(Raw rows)
· · · ·

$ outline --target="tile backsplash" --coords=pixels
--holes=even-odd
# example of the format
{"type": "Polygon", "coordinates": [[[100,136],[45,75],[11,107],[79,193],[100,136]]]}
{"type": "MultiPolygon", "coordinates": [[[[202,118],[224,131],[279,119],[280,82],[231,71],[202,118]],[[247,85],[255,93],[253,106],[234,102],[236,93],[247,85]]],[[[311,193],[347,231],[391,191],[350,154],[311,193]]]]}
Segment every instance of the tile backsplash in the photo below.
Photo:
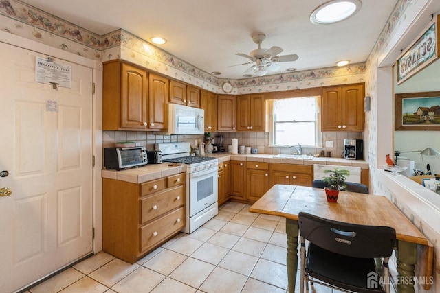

· · · ·

### Work required
Can you swap "tile backsplash" for "stone countertop" throughout the rows above, keep everything else the same, and leave the picture out of your answer?

### Exercise response
$ outline --target="stone countertop" --coords=pixels
--holes=even-odd
# example of the format
{"type": "Polygon", "coordinates": [[[100,136],[45,75],[11,107],[79,193],[100,136]]]}
{"type": "MultiPolygon", "coordinates": [[[[202,118],[224,131],[279,119],[280,82],[231,71],[202,118]],[[247,85],[255,93],[253,106],[234,102],[236,93],[247,85]]],[[[311,193],[347,231],[391,191],[350,154],[311,193]]]]}
Segment every instance of the stone countertop in the photo below.
Photo:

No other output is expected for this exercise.